## Supplied records
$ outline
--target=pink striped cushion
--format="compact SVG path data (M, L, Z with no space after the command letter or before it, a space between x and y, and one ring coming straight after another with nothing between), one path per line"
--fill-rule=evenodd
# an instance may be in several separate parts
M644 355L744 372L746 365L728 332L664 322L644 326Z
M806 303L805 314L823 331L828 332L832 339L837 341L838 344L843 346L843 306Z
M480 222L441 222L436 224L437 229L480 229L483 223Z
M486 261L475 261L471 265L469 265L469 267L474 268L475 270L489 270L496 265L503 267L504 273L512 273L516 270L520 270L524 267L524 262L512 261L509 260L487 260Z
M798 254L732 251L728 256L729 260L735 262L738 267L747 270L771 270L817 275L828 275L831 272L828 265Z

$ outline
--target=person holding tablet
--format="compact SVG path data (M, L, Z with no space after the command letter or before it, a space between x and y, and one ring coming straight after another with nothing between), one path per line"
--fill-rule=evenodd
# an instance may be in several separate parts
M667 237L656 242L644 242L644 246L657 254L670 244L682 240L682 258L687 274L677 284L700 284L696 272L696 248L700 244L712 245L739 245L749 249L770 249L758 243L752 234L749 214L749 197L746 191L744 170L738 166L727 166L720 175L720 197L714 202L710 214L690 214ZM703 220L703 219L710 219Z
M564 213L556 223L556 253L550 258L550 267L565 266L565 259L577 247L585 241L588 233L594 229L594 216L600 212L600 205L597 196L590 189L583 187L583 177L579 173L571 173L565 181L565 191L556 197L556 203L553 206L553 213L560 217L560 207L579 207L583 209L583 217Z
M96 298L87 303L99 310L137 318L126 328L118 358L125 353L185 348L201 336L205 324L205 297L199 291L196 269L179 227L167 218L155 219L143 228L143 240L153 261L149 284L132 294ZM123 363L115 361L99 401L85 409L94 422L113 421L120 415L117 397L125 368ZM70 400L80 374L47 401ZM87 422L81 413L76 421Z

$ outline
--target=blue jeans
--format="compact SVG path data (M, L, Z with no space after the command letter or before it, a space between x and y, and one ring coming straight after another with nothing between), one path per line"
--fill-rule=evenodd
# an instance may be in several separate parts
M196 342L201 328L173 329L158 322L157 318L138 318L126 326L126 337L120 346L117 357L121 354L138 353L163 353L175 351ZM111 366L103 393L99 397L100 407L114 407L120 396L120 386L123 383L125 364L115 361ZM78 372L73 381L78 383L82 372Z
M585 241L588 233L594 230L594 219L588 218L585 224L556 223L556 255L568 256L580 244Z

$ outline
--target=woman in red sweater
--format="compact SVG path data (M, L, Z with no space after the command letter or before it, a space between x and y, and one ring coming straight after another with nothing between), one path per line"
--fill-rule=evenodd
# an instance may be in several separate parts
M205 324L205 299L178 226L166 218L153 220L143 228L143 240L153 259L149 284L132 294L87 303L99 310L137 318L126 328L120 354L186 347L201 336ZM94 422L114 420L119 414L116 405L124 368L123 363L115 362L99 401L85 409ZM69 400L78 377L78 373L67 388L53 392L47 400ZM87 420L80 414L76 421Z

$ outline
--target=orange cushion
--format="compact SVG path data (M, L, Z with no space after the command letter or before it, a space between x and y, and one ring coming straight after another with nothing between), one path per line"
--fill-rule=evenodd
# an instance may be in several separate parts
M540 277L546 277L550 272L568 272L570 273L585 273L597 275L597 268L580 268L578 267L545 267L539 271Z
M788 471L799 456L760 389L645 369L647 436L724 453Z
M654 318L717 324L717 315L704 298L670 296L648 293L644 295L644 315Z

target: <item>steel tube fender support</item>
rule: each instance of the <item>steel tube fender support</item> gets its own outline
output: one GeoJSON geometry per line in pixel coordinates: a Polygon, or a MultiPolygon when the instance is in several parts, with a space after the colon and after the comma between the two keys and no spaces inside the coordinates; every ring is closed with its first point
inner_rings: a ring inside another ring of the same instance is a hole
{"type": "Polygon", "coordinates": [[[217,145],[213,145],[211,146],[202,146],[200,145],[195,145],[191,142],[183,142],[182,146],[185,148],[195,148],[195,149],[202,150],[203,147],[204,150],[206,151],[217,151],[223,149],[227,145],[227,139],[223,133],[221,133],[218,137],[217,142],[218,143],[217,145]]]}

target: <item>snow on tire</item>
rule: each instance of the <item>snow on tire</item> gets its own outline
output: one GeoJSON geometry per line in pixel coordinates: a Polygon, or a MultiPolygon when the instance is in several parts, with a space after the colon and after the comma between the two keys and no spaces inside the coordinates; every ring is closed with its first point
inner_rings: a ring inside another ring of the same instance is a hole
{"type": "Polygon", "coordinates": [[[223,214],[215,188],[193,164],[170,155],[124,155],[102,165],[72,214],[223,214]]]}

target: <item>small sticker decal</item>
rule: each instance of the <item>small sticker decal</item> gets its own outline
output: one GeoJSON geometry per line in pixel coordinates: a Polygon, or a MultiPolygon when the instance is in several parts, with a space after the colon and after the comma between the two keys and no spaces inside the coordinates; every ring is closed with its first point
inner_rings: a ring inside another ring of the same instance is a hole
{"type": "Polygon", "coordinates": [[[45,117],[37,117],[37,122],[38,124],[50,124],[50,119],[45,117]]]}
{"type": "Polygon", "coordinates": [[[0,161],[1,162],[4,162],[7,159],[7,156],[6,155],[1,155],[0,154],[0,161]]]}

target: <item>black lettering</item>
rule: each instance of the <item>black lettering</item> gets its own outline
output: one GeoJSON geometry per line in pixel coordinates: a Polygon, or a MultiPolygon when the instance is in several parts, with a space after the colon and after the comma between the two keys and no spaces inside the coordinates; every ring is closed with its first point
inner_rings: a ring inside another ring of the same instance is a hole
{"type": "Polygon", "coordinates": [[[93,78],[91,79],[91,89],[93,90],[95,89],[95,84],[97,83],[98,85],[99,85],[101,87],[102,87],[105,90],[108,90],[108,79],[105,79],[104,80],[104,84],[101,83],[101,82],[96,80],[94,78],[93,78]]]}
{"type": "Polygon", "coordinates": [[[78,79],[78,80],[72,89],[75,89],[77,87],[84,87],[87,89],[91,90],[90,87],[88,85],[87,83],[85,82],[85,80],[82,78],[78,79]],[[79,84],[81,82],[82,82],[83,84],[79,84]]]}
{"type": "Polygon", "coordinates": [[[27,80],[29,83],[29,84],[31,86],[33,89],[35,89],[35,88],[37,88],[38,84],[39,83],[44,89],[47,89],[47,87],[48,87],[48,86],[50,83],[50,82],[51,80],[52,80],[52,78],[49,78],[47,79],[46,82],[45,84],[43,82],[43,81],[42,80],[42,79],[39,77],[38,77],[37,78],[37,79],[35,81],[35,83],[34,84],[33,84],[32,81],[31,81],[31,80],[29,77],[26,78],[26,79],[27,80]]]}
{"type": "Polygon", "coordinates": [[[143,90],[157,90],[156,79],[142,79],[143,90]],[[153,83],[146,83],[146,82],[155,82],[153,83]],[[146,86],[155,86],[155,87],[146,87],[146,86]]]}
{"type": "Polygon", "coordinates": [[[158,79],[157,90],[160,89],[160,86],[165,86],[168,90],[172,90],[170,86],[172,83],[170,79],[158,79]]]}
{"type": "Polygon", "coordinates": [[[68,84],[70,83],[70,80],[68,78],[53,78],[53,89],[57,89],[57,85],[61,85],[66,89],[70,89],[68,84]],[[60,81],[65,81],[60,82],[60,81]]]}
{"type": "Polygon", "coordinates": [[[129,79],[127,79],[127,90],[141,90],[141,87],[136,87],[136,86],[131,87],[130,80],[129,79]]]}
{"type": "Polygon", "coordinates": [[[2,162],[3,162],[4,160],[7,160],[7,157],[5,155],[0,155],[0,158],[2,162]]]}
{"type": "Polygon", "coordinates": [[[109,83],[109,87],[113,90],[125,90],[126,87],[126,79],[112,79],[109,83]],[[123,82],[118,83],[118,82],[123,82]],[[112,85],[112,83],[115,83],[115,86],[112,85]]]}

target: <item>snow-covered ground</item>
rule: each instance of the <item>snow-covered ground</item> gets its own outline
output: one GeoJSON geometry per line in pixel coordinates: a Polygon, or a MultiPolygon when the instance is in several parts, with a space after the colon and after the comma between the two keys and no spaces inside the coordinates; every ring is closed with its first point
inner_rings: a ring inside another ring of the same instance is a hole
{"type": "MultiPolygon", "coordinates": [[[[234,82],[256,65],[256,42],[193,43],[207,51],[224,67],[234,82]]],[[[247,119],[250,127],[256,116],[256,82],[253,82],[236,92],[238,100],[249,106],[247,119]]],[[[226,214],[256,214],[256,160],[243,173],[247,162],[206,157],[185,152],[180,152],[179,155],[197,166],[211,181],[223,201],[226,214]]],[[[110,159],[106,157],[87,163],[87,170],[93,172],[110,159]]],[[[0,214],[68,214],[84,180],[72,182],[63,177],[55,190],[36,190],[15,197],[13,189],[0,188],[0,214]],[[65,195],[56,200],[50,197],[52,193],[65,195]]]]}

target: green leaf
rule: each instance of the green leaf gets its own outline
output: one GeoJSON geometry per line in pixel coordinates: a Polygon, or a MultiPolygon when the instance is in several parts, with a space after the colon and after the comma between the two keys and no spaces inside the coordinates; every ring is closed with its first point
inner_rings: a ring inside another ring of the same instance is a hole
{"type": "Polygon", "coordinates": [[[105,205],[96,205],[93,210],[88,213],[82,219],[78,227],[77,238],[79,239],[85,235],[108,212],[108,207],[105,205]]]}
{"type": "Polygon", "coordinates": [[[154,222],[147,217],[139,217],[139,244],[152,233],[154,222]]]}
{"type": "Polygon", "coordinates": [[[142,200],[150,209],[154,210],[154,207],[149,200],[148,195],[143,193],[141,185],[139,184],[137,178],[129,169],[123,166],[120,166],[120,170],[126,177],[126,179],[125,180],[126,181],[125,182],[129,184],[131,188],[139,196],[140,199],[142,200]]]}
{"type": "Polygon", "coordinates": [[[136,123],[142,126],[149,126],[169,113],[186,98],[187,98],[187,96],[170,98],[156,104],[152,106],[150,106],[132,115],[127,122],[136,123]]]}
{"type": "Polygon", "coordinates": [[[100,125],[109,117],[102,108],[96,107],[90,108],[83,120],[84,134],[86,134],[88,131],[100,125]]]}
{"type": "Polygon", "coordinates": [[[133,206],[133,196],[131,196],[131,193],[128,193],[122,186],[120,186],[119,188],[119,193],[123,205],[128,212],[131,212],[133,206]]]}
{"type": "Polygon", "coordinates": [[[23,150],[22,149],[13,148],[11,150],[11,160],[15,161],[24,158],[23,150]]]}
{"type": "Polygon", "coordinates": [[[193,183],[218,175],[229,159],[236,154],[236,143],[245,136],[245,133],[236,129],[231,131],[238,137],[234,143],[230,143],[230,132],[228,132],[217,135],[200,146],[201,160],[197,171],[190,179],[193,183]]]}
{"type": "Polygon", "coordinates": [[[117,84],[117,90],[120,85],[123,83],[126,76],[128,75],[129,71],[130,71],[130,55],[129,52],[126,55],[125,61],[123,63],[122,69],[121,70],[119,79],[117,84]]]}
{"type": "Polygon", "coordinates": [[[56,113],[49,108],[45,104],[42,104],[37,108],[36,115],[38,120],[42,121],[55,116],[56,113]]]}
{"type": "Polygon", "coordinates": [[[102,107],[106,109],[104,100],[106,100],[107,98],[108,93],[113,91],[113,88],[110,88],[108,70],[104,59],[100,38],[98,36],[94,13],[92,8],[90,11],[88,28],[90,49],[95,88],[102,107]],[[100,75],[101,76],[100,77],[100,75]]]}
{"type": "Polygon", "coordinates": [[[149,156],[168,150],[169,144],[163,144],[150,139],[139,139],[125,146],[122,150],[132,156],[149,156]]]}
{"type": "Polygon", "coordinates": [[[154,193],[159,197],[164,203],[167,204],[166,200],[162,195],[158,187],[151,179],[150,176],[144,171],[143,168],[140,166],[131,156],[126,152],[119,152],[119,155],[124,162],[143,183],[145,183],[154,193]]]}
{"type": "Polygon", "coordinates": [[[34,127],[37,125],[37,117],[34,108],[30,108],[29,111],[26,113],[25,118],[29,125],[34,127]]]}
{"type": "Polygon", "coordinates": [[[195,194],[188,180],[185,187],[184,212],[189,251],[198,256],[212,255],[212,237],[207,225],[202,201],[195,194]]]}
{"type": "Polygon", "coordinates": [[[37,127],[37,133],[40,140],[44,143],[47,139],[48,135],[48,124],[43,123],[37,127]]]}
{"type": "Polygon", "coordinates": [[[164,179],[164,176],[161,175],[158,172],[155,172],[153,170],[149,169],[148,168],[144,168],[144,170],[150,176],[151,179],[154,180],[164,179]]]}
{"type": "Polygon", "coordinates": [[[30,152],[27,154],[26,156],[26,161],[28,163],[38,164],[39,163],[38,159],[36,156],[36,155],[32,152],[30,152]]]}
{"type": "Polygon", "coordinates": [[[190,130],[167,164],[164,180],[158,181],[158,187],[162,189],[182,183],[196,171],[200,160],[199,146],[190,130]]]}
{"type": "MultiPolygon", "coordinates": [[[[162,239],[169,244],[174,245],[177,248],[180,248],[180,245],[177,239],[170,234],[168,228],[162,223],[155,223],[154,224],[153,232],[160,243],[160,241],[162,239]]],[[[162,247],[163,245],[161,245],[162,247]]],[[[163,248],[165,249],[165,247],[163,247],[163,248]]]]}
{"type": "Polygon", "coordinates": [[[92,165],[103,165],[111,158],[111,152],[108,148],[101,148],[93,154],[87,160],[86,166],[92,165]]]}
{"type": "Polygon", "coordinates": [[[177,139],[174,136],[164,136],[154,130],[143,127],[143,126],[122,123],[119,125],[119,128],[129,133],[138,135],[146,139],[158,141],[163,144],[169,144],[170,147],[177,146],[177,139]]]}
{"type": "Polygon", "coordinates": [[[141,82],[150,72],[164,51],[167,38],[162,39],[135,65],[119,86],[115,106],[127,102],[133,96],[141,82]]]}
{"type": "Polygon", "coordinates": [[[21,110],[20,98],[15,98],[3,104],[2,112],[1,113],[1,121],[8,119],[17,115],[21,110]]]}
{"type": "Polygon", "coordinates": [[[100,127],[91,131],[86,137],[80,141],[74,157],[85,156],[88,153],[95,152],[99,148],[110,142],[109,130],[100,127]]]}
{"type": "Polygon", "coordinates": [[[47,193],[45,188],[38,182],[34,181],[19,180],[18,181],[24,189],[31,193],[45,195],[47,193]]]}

## Task objective
Rewrite the records from their start through the line containing "M798 254L732 251L728", inclusive, putting "pillow" in place of "cushion" and leaving everything else unchanged. Give only those lines.

## Answer below
$ outline
--target=pink striped pillow
--format="compact SVG path data (M, L, Z with no space after the command letter or before it, a space between x and y, and one ring coming straight after another with nothing between), one path per line"
--fill-rule=evenodd
# an instance may be in several separate parts
M644 355L744 372L746 365L728 332L664 322L644 326Z
M806 303L805 314L823 331L828 332L832 339L837 341L838 344L843 346L843 306Z
M480 222L441 222L436 224L437 229L480 229L483 223Z
M486 261L475 261L471 265L469 265L469 267L474 268L475 270L489 270L496 265L503 267L504 273L512 273L516 270L520 270L524 267L524 262L512 261L509 260L487 260Z
M798 254L732 251L728 256L729 260L735 262L738 267L747 270L771 270L817 275L828 275L831 272L828 265Z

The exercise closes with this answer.